### Things to do
a) In the patent summary, what is the selection circuitry configured to switch between?
b) Rewrite the paragraph of the patent summary that begins "In another embodiment" as a short list, keeping its main facts.

### Selected text
SUMMARYA physical memory interface (Phy) is provided. The Phy interfaces between a memory controller and physical memory devices. The Phy interface includes command and status registers (CSRs) configured to receive a first power context and second power context. Selection circuitry is provided. The selection circuitry is configured to switch between the first and second power contexts. The Phy interface includes a plurality of adjustable delay elements, each having a delay time responsive the selected power context. Switching between power contexts results in an adjustment of one or more of the adjustable delay elements.
In another embodiment, the Phy interface includes a first set of CSRs configured to store the first power context and a second set of CSRs configured to store the second power context. The Phy interface may also include a plurality of drivers each having a selectable drive strength responsive to the selected power context. The Phy interface may also include a plurality of receivers each having a selectable termination impedance responsive to the selected power context. Switching between power contexts may result in adjusting of the drive strength and/or termination impedance of one or more drivers/receivers.

### Record set
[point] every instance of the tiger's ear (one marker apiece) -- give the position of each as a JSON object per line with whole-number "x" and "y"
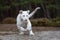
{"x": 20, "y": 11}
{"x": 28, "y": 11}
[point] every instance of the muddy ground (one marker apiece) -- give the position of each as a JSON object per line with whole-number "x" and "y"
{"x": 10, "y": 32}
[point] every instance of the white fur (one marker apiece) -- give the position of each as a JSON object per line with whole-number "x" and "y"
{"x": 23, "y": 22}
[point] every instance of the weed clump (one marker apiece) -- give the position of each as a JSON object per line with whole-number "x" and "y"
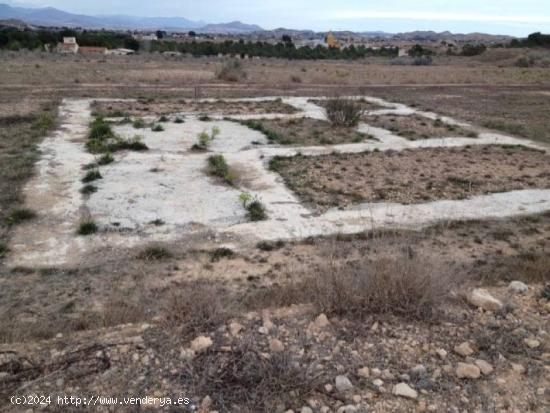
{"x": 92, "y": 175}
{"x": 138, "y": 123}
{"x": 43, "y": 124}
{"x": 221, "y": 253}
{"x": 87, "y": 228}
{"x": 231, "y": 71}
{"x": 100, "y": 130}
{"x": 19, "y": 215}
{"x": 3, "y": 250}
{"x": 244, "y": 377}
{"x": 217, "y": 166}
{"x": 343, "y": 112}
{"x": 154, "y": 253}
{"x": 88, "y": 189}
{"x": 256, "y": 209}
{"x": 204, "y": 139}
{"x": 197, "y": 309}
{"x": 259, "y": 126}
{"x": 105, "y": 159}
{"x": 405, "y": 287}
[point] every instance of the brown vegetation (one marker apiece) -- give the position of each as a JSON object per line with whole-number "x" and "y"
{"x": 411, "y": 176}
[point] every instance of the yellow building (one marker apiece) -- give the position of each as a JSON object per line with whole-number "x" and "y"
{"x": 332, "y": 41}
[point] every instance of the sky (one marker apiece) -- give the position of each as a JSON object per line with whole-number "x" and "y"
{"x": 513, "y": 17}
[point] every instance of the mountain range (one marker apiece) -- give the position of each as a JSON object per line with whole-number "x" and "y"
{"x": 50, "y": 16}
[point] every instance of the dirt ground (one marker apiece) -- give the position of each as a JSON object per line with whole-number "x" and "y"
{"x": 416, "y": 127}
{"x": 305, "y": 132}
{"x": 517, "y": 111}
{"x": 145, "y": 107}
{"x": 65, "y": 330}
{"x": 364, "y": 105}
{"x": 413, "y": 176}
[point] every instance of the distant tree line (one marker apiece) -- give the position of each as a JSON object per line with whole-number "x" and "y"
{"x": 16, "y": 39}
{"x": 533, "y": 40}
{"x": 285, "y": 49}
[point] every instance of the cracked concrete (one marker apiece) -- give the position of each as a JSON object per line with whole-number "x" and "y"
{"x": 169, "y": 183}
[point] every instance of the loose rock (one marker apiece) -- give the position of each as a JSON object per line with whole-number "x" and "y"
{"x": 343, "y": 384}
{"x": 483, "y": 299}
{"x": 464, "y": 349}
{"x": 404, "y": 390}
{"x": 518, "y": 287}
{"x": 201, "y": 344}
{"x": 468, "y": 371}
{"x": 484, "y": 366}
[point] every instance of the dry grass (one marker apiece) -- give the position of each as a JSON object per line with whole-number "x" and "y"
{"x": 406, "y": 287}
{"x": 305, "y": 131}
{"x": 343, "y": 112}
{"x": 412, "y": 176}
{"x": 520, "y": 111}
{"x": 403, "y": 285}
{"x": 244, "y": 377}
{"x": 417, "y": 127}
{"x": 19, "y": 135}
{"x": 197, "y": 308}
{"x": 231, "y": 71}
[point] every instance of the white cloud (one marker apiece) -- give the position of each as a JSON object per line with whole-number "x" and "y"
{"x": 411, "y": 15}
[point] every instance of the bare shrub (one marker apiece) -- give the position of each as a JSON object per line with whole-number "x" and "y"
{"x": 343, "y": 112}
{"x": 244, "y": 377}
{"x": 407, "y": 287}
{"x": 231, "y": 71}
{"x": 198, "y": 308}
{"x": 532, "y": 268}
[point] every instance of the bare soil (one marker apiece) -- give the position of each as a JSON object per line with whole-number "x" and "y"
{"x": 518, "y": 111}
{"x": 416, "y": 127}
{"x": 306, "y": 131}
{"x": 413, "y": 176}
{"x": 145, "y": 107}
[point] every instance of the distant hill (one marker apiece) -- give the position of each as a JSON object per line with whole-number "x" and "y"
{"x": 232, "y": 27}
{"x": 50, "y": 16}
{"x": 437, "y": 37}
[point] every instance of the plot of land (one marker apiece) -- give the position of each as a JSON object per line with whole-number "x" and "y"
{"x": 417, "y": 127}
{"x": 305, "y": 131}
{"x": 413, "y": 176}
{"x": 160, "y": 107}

### The answers
a) The first and second power contexts.

b)
- A first set of CSRs stores the first power context, and a second set stores the second.
- Drivers may have a selectable drive strength that responds to the selected power context.
- Receivers may have a selectable termination impedance that responds to the selected power context.
- Switching power contexts may adjust the drive strength and/or termination impedance of one or more drivers/receivers.